:: Fragmento

Sobre las implicaciones que la inteligencia artificial va a tener (y está teniendo ya) se ha versado mucho, quizás demasiado para el estado de madurez actual de esta tecnología. Estamos hartos de debatir sobre si eliminará o reemplazará empleos, sobre cómo afectará al modelo educativo, su efecto sobre el medioambiente, sobre sus derivadas económicas y de productividad... Hay mil asuntos a tratar, y en todos ellos hay opiniones encontradas, comentarios sesudos y apelaciones 'de cuñado' que mejor olvidar.
Pero si hay uno que roza el umbral de lo imaginable, ese es el que atañe al papel de la inteligencia artificial respecto al arte o la creatividad. Es obvio que la capa generativa, esa que han popularizado herramientas como ChatGPT o LLaMA, son un elemento indisoluble de este sector, que no se caracteriza precisamente por acoger de buen grado las innovaciones tecnológicas. En nombre de la defensa del arte, de la pureza de los estilos o de los formatos, suele rechazarse por sistema cualquier herramienta nueva pese a que, con el tiempo, acaba incorporándose a su arsenal de pinceles, espátulas o violines.

::::
:: Extractos de datos

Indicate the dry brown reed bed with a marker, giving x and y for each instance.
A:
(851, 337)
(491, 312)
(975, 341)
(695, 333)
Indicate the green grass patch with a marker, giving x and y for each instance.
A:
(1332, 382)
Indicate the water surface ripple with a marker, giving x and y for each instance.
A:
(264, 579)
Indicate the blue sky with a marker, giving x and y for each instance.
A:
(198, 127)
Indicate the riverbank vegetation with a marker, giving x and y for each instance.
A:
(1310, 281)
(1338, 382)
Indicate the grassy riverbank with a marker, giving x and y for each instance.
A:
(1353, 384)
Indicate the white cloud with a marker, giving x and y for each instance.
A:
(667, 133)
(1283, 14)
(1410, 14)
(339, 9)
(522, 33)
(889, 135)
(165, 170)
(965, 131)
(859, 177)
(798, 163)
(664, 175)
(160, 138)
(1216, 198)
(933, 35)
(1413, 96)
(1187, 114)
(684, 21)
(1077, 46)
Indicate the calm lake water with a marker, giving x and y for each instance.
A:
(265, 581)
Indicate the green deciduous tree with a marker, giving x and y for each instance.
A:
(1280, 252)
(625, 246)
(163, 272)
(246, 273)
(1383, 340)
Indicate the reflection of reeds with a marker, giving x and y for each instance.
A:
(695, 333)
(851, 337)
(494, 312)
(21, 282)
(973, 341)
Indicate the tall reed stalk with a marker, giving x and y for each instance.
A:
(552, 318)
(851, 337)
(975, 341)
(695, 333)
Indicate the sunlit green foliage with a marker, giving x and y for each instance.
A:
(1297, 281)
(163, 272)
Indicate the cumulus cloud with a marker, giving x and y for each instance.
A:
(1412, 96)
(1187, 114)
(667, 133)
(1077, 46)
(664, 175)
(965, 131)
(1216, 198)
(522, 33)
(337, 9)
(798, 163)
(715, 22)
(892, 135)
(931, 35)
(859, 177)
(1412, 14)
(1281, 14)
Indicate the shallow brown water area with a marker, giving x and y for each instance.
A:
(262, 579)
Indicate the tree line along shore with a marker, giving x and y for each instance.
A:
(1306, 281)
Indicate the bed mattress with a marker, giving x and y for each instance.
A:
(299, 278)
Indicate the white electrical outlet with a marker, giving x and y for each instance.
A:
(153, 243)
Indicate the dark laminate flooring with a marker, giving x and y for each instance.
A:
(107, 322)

::::

__Tareas__:
A. Copia el pasaje del fragmento que empieza con las palabras "Pero si hay" y termina con "espátulas o violines.", y sustituye en él "violines" por "guitarras".
B. Traduce al inglés esta oración del fragmento: "Pero si hay uno que roza el umbral de lo imaginable, ese es el que atañe al papel de la inteligencia artificial respecto al arte o la creatividad."
Las líneas no intervienen en este ejercicio.

__Soluciones en orden__:
A.
Pero si hay uno que roza el umbral de lo imaginable, ese es el que atañe al papel de la inteligencia artificial respecto al arte o la creatividad. Es obvio que la capa generativa, esa que han popularizado herramientas como ChatGPT o LLaMA, son un elemento indisoluble de este sector, que no se caracteriza precisamente por acoger de buen grado las innovaciones tecnológicas. En nombre de la defensa del arte, de la pureza de los estilos o de los formatos, suele rechazarse por sistema cualquier herramienta nueva pese a que, con el tiempo, acaba incorporándose a su arsenal de pinceles, espátulas o guitarras.

B. But if there is one that borders on the threshold of the imaginable, it is the one concerning the role of artificial intelligence with respect to art or creativity.